**DIRECTIONS FOR THIS TASK:**
Copy each line of the following data that contains "body".

SUPPLIED DATA: Begin

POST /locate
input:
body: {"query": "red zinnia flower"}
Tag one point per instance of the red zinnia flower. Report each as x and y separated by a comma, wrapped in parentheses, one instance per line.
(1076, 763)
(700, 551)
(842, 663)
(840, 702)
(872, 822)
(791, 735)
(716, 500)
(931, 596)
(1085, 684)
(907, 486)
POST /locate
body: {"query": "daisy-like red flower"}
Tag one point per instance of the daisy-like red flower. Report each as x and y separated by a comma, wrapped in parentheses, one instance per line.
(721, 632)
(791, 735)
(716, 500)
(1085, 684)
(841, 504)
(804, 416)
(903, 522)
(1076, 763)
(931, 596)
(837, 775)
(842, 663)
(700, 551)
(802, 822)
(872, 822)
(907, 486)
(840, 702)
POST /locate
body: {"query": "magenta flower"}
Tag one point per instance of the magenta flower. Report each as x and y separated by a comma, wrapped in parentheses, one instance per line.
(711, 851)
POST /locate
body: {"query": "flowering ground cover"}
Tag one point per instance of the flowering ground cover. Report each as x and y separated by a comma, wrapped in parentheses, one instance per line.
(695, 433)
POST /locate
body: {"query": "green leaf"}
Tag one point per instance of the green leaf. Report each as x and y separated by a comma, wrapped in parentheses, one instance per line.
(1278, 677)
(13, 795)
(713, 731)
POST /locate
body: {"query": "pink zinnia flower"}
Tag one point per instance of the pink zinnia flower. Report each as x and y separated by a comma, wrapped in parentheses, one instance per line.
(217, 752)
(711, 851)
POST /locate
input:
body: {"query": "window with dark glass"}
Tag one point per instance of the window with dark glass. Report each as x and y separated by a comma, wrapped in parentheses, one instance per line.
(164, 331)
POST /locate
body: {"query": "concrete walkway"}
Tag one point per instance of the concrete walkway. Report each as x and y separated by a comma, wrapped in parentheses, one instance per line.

SUPPLIED DATA: End

**ANSWER SPACE:**
body: {"query": "red zinnia flower"}
body: {"query": "daisy-like red flower"}
body: {"query": "magenta flower"}
body: {"query": "flowering ground cover"}
body: {"query": "green leaf"}
body: {"query": "pink zinnia flower"}
body: {"query": "window with dark glass"}
body: {"query": "concrete walkway"}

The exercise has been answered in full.